## Your instructions
From the line containing "Reviewer note: confirm each instance of the grass field" onward, every line of the entries is to be set down exactly, the last line included.

## Material provided
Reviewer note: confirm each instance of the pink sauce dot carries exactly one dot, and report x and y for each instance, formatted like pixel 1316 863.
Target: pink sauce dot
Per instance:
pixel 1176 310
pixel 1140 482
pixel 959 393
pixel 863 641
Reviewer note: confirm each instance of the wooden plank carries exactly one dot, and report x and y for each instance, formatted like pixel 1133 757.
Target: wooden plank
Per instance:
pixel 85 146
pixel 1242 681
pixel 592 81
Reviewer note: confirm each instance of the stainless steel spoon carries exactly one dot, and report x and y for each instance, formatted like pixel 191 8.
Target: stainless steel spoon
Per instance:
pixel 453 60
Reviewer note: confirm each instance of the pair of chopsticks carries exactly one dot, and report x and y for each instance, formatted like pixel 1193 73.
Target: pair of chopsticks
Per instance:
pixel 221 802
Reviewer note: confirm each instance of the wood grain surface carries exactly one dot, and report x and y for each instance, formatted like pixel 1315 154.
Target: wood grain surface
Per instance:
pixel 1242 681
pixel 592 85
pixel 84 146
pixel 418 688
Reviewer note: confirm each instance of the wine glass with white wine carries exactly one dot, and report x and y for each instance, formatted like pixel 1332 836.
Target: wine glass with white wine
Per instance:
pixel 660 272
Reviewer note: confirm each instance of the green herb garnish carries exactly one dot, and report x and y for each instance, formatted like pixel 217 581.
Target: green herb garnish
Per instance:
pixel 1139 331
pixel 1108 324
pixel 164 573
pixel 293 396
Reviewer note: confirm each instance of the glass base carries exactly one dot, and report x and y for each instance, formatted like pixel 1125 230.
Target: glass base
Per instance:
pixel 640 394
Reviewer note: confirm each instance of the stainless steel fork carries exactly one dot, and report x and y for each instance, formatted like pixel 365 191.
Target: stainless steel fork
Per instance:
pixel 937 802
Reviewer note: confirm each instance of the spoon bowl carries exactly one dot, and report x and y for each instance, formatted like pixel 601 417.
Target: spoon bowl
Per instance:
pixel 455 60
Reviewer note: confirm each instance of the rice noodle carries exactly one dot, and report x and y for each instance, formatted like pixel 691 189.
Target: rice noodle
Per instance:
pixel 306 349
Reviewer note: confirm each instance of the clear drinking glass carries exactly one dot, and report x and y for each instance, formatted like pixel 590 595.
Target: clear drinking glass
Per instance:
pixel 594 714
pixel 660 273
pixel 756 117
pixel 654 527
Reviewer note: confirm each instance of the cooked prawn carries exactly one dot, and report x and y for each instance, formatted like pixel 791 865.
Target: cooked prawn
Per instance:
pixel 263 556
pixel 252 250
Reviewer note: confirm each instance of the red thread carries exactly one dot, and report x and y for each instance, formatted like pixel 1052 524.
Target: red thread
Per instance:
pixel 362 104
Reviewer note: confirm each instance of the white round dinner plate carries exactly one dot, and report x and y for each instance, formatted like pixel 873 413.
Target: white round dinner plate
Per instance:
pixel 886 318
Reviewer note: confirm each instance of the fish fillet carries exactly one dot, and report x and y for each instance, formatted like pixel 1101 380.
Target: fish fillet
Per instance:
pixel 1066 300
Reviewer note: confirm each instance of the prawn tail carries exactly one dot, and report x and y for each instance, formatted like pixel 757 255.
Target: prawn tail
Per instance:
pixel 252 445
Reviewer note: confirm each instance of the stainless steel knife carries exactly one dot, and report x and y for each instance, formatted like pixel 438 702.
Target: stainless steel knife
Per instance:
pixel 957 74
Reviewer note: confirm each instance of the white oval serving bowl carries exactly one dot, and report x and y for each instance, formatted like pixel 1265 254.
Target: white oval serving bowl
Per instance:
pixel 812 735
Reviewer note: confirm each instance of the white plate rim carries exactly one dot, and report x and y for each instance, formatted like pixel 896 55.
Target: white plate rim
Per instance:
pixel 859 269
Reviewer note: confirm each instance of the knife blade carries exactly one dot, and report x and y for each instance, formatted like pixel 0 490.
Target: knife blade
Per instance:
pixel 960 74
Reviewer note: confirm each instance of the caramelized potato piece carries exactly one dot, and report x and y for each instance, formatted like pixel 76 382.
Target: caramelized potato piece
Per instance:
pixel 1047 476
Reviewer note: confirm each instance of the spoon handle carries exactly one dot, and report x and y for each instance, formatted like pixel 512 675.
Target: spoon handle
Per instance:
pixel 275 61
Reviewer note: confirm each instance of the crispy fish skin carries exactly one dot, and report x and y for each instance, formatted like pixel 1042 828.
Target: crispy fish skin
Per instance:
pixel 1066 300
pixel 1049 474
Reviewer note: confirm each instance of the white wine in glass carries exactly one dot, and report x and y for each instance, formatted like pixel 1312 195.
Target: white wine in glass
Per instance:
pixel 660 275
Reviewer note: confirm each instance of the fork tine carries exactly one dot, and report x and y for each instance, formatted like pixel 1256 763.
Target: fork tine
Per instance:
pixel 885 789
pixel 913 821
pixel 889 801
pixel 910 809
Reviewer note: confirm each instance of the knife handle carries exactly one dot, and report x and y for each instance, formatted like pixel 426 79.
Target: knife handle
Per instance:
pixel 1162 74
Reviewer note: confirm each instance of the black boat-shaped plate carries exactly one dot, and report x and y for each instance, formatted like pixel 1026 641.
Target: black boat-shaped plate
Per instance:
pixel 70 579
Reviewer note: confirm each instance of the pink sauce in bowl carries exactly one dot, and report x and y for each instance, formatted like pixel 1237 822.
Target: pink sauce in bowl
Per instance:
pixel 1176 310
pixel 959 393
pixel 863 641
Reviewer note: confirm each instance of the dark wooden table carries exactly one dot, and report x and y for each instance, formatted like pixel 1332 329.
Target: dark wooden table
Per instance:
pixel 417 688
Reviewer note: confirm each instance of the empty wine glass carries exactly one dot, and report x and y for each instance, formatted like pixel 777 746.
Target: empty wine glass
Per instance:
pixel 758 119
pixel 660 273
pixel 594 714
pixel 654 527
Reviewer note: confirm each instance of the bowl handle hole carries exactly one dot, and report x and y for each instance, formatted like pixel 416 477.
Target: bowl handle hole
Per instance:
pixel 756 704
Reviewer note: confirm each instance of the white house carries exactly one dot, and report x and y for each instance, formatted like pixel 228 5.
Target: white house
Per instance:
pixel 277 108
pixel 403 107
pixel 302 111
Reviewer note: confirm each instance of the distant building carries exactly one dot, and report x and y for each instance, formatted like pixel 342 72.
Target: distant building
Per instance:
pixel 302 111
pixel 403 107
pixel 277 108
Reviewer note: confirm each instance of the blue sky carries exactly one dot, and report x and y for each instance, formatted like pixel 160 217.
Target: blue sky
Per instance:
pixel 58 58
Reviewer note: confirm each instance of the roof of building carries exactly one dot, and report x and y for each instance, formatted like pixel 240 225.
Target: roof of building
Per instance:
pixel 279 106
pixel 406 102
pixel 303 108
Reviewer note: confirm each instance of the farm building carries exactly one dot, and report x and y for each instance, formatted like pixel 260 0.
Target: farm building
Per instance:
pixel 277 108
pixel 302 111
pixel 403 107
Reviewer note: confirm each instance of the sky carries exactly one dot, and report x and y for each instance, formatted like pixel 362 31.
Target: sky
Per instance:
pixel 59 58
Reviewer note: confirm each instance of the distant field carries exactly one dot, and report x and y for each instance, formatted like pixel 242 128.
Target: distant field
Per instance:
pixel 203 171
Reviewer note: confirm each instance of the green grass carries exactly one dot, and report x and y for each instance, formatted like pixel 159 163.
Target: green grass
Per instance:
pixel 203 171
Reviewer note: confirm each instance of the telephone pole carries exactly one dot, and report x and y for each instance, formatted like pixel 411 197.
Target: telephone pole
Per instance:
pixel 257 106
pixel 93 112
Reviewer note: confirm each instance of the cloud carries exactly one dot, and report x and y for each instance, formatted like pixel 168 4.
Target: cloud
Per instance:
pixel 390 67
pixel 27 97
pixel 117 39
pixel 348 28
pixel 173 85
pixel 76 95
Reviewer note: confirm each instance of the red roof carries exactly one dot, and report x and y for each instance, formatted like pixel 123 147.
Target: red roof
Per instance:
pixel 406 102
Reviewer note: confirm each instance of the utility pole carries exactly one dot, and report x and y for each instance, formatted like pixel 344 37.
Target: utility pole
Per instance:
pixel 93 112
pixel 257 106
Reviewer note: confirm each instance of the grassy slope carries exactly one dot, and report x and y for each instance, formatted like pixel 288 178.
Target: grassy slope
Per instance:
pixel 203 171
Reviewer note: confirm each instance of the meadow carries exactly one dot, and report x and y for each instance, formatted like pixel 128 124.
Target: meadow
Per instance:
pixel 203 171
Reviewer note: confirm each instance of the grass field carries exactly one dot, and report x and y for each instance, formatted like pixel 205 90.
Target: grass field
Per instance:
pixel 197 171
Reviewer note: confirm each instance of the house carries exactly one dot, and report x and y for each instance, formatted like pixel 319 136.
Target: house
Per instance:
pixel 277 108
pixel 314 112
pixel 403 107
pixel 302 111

## Written reply
Reviewer note: confirm each instance of the grass field carries exactly one dot, and report x and y for each instance, formatted like pixel 205 90.
Target: grass field
Per instance:
pixel 197 171
Reviewer note: confirm each instance of the house carries exactly one dot, and report x and y for each instance, formatted like pixel 319 136.
Target: house
Per instance:
pixel 277 108
pixel 314 112
pixel 403 107
pixel 302 111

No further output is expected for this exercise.